## Exercise description
Could the data below be printed out exactly, with the pictures left out?

[Natural-language object grounding data]
______________________________

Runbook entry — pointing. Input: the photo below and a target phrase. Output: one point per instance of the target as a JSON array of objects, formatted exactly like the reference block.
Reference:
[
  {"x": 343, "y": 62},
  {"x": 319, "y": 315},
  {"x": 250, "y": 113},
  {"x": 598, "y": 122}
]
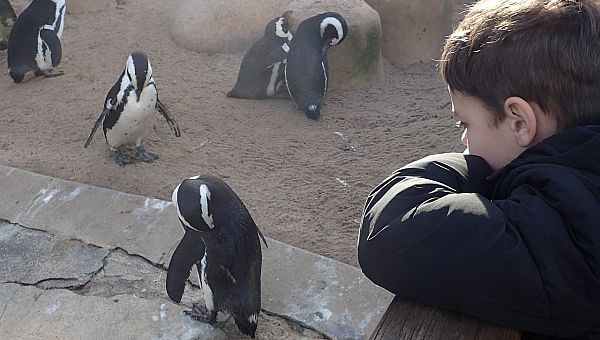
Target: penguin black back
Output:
[
  {"x": 223, "y": 240},
  {"x": 307, "y": 68},
  {"x": 41, "y": 20},
  {"x": 261, "y": 71}
]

______________________________

## Answer area
Runbook entry — pointing. Input: the photo below and a target phrase. Output: one point per instance of the target as a JSON array of objects, formatted exactly like the reference block.
Reference:
[
  {"x": 343, "y": 62},
  {"x": 319, "y": 315},
  {"x": 250, "y": 113},
  {"x": 598, "y": 122}
]
Target: penguin black back
Output:
[
  {"x": 223, "y": 240},
  {"x": 307, "y": 68},
  {"x": 41, "y": 20},
  {"x": 261, "y": 71}
]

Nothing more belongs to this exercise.